— EXERCISE DIRECTIONS —
Switch "point_to" to "locate" wherever it appears in the items below, then write out all the lines again with nothing else changed.

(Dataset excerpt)

"""

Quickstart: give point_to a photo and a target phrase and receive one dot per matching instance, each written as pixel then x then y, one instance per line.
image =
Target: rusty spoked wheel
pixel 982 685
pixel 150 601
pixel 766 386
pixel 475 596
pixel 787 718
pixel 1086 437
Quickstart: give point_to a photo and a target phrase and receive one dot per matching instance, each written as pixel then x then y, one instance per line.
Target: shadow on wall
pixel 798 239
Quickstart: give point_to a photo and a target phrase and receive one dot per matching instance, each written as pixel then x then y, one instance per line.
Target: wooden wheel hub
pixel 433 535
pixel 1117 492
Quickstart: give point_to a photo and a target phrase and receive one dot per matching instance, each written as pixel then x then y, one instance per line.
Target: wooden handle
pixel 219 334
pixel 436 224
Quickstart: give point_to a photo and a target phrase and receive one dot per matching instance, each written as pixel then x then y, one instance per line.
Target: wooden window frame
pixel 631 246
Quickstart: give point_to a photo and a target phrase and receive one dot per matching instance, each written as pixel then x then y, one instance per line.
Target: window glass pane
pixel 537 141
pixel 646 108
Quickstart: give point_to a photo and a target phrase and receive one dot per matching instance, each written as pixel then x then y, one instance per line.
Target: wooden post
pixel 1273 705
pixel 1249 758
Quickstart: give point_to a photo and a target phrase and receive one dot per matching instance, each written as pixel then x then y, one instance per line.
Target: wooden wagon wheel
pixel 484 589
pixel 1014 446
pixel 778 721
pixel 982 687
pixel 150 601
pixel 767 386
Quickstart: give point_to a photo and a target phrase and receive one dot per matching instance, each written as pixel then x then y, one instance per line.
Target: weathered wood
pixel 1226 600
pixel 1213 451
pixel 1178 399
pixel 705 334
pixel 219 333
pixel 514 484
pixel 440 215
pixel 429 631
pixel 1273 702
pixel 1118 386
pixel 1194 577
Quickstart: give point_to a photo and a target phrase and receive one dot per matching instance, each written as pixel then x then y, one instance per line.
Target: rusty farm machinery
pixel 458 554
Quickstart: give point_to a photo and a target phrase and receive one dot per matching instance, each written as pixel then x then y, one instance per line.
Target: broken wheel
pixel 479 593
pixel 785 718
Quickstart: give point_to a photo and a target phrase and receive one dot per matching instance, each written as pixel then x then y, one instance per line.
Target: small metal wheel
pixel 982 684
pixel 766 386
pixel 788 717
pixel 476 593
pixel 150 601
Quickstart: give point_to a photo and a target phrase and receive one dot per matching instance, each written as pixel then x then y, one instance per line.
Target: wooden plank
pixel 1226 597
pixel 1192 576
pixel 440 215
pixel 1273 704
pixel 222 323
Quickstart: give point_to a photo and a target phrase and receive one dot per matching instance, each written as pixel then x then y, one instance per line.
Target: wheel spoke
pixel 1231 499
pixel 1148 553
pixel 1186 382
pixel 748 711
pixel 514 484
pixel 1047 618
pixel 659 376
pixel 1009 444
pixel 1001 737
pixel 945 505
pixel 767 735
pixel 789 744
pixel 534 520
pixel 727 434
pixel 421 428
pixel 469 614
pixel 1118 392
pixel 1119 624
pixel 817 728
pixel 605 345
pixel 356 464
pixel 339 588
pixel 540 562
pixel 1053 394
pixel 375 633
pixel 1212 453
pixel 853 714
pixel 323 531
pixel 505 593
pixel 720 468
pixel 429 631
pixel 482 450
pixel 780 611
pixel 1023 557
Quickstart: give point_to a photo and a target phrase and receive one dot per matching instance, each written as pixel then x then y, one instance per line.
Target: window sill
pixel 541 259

"""

— COMPLETE OUTPUT —
Quickstart: give locate a photo and a target phrase and receive one dot per matching instance, each written as pixel then x then y, one instance per line.
image =
Target: rusty spoked wheel
pixel 982 685
pixel 150 601
pixel 766 386
pixel 475 596
pixel 787 718
pixel 1086 437
Quickstart: give locate a photo and a target phrase and receive one dot per matching instance, each written as pixel then x then y, one instance per line.
Target: shadow on wall
pixel 798 239
Quickstart: give locate a photo and a target phrase and receive one dot per matching instance, each written as pixel then x then y, one instance per line.
Target: wooden wheel hub
pixel 433 535
pixel 1117 492
Quickstart: give locate a photo and a target phrase and receive one dot per matching instance, each written as pixel then x then y, one instance per line.
Target: wooden handle
pixel 219 334
pixel 436 224
Quickstart: give locate a photo and a target phrase and receive one dot per matching instance, each written as pixel then x then y, one instance per line.
Target: wooden window frame
pixel 631 246
Quickstart: give locate a photo and a target phrase and receive one dot per matching instance, each written as pixel then x then y, one instance per line.
Target: window glass pane
pixel 537 141
pixel 646 108
Quickstart: give locate a photo and a target phrase and receive one dot per matching instance, each written as pixel then x then y, one instance per line.
Target: wooden post
pixel 1273 705
pixel 1249 758
Quickstart: give locate a photo and a target phrase and receive one dot per matching instance, each written as pixel then x then y, one instance per line.
Target: wooden wagon wheel
pixel 484 589
pixel 1014 446
pixel 778 721
pixel 982 687
pixel 150 601
pixel 767 386
Quickstart: give locate a photo and a target phrase and receive one dot per matching instance, each written as pixel then x then y, one instance per line.
Target: weathered wood
pixel 1226 600
pixel 1213 451
pixel 1178 399
pixel 705 334
pixel 219 333
pixel 514 484
pixel 440 215
pixel 429 631
pixel 1273 702
pixel 1118 386
pixel 1194 577
Quickstart: give locate a photo and a target phrase and receive one dot per matching instance, each written as pixel then x then y, one instance per line.
Target: rusty farm machinery
pixel 458 554
Quickstart: give locate a photo and a target phrase and receive one dot per matching instance, each written as pixel then x then y, one instance per line.
Target: broken wheel
pixel 479 593
pixel 785 718
Quickstart: give locate a photo and a target phrase and receive one dot per matching instance, each written as pixel then x then y, one instance per line.
Target: small metal wheel
pixel 982 684
pixel 766 386
pixel 788 717
pixel 476 593
pixel 150 601
Quickstart: give locate a photo and a target phrase and receive one dot per matching instance, each written as pixel then x then y, one instance per line.
Target: wooden plank
pixel 1226 597
pixel 1192 576
pixel 440 215
pixel 1273 704
pixel 222 323
Quickstart: give locate a photo and a target phrase and receive one dot per matching instance, each written as pixel then x then y, one instance per line.
Target: wheel spoke
pixel 1231 499
pixel 1148 553
pixel 1186 382
pixel 748 711
pixel 514 484
pixel 1047 618
pixel 659 376
pixel 1009 444
pixel 1001 737
pixel 945 505
pixel 767 735
pixel 789 744
pixel 534 520
pixel 727 434
pixel 421 428
pixel 469 614
pixel 1118 392
pixel 1119 624
pixel 817 728
pixel 605 345
pixel 356 464
pixel 339 588
pixel 540 562
pixel 1053 394
pixel 375 633
pixel 1212 453
pixel 853 714
pixel 323 531
pixel 505 593
pixel 720 468
pixel 429 631
pixel 482 450
pixel 780 611
pixel 1023 557
Quickstart: give locate a photo and a target phrase and receive one dot per matching instance, each written as pixel then x then y, one instance per line.
Target: window sill
pixel 541 259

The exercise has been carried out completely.